[Your goal]:
Please pick out and copy every line of the entries below that contains the word "background".

[Supplied material]:
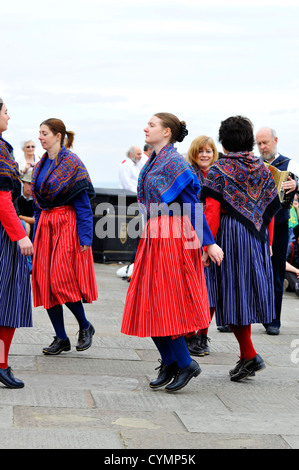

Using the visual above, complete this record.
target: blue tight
[152,336,192,369]
[47,300,89,339]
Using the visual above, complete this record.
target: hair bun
[177,121,188,142]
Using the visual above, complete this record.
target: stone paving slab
[177,410,299,436]
[0,428,123,449]
[0,264,299,452]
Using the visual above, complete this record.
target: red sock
[229,325,256,359]
[0,326,15,369]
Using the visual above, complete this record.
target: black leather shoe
[229,359,255,377]
[185,334,204,356]
[266,325,279,335]
[149,359,178,388]
[43,336,71,356]
[0,367,25,388]
[230,354,266,382]
[76,323,95,351]
[165,359,201,392]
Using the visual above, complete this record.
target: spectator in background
[119,145,147,193]
[143,144,154,158]
[17,140,38,177]
[285,225,299,297]
[201,116,280,382]
[256,127,299,335]
[0,99,33,388]
[17,171,34,240]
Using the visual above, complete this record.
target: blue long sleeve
[72,191,93,246]
[178,184,215,246]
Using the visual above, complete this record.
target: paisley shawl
[137,144,200,216]
[0,137,21,199]
[32,146,95,209]
[201,152,280,240]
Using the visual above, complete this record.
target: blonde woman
[185,135,218,356]
[17,140,38,176]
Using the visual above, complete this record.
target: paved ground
[0,264,299,450]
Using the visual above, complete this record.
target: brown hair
[41,118,75,149]
[154,113,188,144]
[188,135,218,165]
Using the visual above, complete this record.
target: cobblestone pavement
[0,264,299,450]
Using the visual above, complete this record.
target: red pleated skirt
[32,206,98,309]
[121,215,211,337]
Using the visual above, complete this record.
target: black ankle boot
[165,359,201,392]
[76,323,95,351]
[230,354,266,382]
[43,336,71,356]
[0,367,24,388]
[149,359,178,388]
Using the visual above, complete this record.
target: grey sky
[0,0,299,184]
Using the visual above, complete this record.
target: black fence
[91,188,142,263]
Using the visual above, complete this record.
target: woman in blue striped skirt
[201,116,280,381]
[0,98,33,388]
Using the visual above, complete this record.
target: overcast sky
[0,0,299,186]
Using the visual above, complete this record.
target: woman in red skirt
[32,119,98,355]
[121,113,223,392]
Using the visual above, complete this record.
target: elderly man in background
[119,146,147,193]
[256,127,299,335]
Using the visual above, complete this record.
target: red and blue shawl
[200,152,281,240]
[32,146,95,210]
[137,144,200,216]
[0,137,21,200]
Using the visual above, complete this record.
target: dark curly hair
[218,116,254,152]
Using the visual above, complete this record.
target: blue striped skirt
[212,214,275,325]
[0,222,32,328]
[204,263,216,308]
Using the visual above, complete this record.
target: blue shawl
[32,146,95,209]
[200,152,280,240]
[137,144,200,216]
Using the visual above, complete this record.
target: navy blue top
[33,158,93,246]
[178,184,215,246]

[Task result]:
target: spectator in background
target: elderly man in background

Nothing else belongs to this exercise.